*Source document*.
In the most intense scene in the movie, a blond, blue-eyed German Wehrmacht soldier keeps his composure in the face of what he knows is going to happen. He has just been ordered to put his "Wienerschnitzel-licking finger" on a map to point out the location of the rest of his unit, but he "respectfully refuses" to betray his fellow soldiers. He knows that Sgt. Donny Donowitz, known as "the Bear Jew," is now going to beat him to death with a baseball bat, but he does not beg for his life. Instead he says to Aldo the Apache in English, "Fuck you and your Jew dogs."

The first time I saw the movie, I did not see anything funny in Chapter 2. The second time I saw it, Sgt. Donny Donowitz, the Bear Jew, struck me as funny. In the movie, Aldo says, "Watchin' Donny beat Nazis to death is the closest we ever get to goin' to the movies."

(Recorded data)

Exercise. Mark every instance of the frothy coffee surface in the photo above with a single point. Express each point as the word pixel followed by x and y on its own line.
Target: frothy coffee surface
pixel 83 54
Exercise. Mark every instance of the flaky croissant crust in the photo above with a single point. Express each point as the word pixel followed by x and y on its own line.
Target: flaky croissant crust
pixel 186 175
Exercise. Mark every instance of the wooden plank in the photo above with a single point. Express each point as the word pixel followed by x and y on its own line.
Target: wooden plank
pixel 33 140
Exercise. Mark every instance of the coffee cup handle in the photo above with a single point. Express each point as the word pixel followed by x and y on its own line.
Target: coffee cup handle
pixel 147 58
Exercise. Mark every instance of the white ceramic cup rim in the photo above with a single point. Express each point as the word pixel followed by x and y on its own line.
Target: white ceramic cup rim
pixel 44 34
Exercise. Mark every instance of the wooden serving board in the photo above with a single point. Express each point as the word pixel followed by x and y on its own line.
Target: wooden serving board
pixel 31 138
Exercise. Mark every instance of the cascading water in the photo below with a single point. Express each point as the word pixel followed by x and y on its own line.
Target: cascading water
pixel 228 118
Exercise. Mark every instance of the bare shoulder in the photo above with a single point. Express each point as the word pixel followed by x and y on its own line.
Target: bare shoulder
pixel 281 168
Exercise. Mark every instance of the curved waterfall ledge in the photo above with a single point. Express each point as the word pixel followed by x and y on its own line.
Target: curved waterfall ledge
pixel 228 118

--

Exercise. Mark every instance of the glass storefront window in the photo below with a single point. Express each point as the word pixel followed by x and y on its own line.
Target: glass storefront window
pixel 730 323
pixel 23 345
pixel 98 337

*Written instruction*. Please say whether each statement below agrees with the movie passage, answering yes or no and quoting the deciding words of the passage. 1. The German soldier begs for his life. 2. Chapter 2 seemed funny the first time the movie was viewed. 3. The soldier speaks to Aldo the Apache in English.

*The output*.
1. No: "he does not beg for his life"
2. No: "The first time I saw the movie, I did not see anything funny in Chapter 2"
3. Yes: "Instead he says to Aldo the Apache in English"